# Material provided:

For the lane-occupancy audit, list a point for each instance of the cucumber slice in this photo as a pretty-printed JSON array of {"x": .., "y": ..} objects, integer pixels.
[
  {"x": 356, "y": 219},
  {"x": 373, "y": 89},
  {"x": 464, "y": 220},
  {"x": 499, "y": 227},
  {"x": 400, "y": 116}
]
...
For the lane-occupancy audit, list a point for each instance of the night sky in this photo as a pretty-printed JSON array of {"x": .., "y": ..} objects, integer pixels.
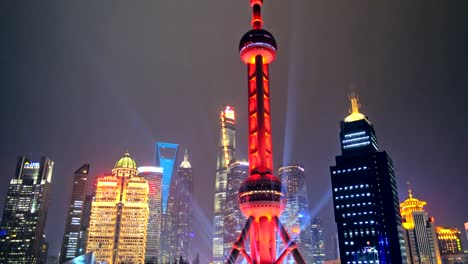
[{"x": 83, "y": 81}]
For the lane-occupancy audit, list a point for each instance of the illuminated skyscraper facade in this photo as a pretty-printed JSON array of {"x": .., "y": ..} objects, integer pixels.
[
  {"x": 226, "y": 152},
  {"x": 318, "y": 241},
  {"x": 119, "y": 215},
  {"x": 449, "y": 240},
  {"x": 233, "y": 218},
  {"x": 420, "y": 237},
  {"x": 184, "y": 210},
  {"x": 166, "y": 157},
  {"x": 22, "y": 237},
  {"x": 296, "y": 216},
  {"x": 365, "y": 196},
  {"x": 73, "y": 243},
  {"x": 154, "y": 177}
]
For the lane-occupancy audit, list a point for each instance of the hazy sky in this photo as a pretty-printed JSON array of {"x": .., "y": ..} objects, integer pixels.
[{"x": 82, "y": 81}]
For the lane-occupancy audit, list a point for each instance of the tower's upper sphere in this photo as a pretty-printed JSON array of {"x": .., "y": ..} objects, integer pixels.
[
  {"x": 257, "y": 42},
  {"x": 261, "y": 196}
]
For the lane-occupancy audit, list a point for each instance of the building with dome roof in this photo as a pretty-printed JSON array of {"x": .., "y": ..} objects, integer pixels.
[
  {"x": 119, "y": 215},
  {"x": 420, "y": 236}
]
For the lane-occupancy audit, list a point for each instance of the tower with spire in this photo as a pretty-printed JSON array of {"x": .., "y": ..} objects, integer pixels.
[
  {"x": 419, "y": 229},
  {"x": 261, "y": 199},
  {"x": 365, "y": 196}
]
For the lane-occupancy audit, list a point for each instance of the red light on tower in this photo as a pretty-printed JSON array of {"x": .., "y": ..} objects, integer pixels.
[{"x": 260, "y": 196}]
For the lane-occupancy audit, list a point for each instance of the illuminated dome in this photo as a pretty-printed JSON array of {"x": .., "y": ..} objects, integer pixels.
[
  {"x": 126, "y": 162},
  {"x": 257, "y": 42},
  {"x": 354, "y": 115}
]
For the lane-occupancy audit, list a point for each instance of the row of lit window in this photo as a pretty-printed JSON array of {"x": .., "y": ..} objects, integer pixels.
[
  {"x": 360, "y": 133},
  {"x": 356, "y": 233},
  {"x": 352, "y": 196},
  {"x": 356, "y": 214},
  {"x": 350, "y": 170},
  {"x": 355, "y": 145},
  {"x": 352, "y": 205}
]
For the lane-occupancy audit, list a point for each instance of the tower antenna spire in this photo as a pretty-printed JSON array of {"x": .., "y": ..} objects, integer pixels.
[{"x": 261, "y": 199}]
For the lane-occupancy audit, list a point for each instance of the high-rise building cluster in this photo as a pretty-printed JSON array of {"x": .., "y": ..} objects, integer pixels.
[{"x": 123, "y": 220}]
* * *
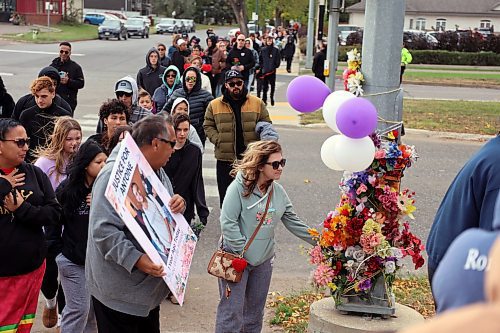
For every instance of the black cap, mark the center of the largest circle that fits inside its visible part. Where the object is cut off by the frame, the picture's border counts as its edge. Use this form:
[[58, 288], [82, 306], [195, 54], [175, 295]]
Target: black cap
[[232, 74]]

# Goal:
Pull out every line in the entries above that contains the word "building", matching case exactly.

# Response for this exercise:
For the lane-occupancy audit, list a point for each instance of the building with dome roof in this photo as a pretty-printed JSON array of {"x": .., "y": ..} objects, integer pixels.
For the lane-occupancy audit, list a point for each instance of the high-rise building cluster in this photo as a pretty-printed JSON array of {"x": .., "y": ..} objects, integer pixels.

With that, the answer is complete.